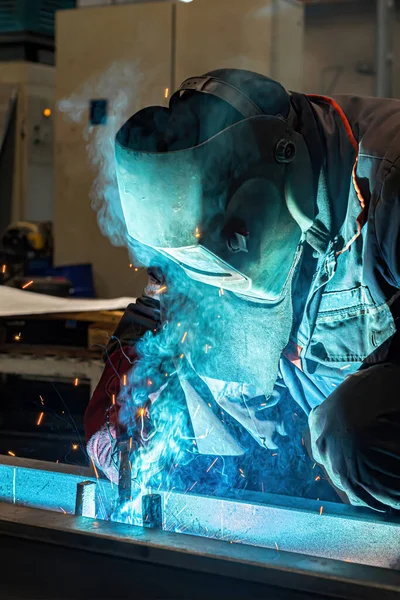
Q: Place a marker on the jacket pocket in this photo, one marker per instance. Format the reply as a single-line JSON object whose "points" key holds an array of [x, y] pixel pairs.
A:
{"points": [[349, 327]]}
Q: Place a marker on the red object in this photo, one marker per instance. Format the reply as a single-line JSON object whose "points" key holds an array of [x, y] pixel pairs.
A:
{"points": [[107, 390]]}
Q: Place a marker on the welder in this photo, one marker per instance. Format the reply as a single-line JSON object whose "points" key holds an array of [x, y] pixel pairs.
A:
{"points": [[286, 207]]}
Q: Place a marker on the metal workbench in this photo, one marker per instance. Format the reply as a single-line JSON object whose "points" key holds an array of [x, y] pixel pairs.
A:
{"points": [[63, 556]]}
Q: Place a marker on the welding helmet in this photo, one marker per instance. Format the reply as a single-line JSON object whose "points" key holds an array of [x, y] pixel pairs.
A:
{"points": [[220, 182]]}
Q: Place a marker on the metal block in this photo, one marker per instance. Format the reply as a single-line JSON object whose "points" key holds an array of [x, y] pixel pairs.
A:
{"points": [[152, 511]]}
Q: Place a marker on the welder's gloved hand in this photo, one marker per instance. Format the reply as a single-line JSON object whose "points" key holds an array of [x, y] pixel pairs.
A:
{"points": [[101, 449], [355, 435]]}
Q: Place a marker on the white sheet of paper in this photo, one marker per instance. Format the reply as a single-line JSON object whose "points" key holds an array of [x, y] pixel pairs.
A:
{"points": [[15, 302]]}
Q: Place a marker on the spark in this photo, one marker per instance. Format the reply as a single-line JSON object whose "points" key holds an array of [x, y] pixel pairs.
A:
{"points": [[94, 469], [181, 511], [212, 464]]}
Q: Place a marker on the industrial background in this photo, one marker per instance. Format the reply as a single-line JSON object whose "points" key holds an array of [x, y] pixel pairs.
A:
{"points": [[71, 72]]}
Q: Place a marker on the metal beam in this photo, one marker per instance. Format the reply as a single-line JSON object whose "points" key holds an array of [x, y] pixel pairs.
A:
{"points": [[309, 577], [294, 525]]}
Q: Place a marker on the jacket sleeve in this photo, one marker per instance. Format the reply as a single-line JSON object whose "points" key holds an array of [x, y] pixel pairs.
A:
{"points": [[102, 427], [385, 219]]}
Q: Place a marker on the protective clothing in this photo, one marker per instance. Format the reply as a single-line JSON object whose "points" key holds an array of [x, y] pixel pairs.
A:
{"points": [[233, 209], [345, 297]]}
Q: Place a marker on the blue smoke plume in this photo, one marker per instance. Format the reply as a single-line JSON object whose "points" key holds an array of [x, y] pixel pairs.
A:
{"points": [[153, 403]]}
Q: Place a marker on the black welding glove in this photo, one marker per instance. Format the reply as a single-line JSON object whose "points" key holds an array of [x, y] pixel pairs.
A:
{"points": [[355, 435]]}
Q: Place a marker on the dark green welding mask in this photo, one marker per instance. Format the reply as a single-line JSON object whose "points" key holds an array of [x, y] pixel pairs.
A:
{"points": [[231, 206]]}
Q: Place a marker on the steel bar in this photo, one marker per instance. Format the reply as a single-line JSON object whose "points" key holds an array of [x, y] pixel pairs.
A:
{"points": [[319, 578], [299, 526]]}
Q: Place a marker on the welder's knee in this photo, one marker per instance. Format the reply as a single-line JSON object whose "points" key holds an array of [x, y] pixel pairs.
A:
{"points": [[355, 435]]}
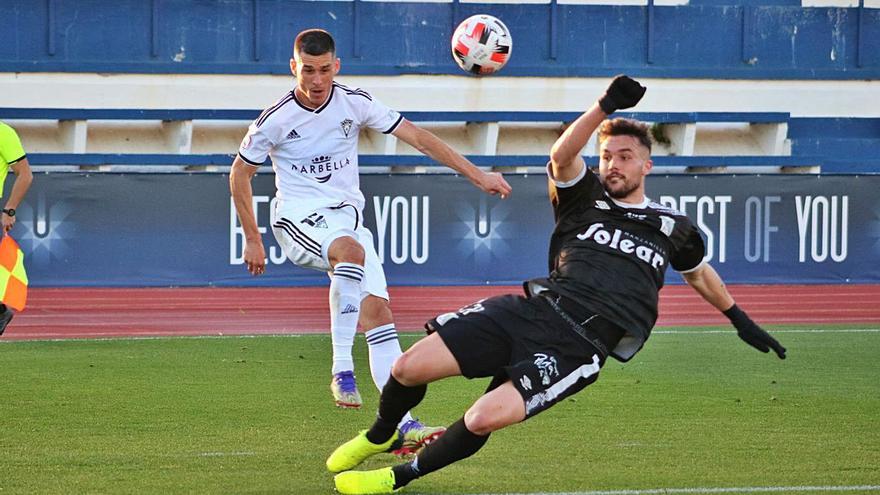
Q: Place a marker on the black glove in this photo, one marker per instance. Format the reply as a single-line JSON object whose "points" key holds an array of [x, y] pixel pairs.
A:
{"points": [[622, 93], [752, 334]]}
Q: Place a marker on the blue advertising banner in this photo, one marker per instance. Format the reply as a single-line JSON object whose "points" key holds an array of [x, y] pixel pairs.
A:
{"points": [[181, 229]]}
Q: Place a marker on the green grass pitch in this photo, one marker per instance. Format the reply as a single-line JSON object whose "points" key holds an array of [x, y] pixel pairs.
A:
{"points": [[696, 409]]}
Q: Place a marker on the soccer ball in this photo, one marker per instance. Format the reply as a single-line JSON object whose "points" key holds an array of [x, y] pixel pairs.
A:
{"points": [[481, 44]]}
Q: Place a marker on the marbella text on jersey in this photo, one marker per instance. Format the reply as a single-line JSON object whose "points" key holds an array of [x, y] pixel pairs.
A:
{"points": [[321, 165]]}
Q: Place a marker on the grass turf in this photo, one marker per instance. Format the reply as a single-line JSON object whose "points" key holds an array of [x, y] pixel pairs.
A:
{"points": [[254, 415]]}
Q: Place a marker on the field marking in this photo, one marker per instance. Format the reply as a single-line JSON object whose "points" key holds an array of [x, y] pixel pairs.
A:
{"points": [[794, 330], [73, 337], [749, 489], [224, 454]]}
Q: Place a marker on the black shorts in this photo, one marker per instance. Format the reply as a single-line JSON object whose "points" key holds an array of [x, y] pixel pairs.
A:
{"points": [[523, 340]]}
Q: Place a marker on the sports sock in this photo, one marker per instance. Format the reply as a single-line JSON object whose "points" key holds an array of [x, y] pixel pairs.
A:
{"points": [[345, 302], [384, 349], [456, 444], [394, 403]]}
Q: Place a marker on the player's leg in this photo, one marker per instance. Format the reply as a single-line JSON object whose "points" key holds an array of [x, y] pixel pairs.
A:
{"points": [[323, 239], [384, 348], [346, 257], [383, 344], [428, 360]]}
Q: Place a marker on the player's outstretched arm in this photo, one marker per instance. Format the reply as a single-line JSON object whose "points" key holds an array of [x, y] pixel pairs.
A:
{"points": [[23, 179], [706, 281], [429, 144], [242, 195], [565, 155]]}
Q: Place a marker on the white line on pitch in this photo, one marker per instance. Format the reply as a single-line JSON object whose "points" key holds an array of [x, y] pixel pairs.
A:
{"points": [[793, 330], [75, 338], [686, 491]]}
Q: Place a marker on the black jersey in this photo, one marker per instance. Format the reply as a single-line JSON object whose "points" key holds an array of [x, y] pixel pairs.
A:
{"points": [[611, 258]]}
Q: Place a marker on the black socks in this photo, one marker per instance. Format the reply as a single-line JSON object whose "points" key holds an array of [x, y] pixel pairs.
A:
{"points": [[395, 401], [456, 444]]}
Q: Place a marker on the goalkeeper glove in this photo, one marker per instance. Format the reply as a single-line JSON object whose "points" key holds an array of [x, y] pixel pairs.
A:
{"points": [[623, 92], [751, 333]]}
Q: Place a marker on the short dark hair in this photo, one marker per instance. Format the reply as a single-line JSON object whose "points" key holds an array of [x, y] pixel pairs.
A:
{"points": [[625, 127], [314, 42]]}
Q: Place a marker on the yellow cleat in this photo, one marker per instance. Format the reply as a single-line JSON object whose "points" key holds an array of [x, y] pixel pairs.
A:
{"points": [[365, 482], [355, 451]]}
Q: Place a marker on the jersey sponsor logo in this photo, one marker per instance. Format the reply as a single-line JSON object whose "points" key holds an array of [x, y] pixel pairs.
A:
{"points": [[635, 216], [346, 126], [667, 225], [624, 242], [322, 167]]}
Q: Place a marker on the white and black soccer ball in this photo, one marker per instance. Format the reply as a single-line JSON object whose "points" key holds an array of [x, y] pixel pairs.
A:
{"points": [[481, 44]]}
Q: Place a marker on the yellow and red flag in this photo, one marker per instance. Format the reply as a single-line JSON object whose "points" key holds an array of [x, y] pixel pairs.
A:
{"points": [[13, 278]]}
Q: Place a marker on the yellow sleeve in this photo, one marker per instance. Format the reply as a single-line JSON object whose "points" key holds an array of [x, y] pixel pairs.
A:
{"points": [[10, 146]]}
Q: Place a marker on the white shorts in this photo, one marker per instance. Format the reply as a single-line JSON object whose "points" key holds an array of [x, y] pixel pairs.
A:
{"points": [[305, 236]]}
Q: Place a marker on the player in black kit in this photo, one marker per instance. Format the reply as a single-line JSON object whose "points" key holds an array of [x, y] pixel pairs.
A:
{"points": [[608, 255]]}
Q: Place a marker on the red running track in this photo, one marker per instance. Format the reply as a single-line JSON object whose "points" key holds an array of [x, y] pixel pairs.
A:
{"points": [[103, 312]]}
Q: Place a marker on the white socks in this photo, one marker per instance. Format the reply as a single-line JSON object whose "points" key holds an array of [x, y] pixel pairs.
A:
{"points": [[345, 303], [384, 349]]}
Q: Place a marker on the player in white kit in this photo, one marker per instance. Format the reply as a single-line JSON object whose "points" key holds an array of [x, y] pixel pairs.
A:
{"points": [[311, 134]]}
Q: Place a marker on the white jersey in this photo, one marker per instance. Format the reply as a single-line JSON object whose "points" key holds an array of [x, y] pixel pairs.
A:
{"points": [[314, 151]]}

——————————

## Task to complete:
Keep only the lines from the one containing "Q: Place a marker on the yellow sleeve" to the end of the entries, and repeat them exactly.

## Answer for the task:
Q: Place a marker on the yellow sleeve in this photo, one marker per instance. Format the reply as a single-line JSON object whose "points" key holds an array of [x, y] pixel pairs.
A:
{"points": [[10, 146]]}
Q: Place a marker on the white shorts in this photo, one marker per instance. Format the reply as a single-line JSON object whose "points" key holds an array of [x, y] pixel pairs.
A:
{"points": [[305, 236]]}
Q: Place a marker on the player in black kit in this photo, one marker per instance. Format the reply as a single-line JSON object whose "points" key holds an array of [x, y] pixel pairs.
A:
{"points": [[608, 255]]}
Q: Place a marker on the red running track in this photo, one marker per instance. Format the reply as a single-line JSON object whose "points" key holds an array of [x, y] pixel pairs.
A:
{"points": [[103, 312]]}
Q: Place a marker on the white socks in this photo, one marker per instance. Format the reply as a single-line JSON object whose "points" key holds an array of [x, y] pixel pairs.
A:
{"points": [[345, 303], [384, 349]]}
Q: Place a marker on the player in white kit in this photo, one marker per instance. Format the reply as a single-line JSON object whose "points" key holds an array of [x, y] pixel pairs.
A:
{"points": [[311, 134]]}
Q: Place a marker on the white jersey in this photo, one marker per instance. Format the reply as a single-line JSON object whose "points" key holds an array of [x, y] pixel pairs.
A:
{"points": [[314, 151]]}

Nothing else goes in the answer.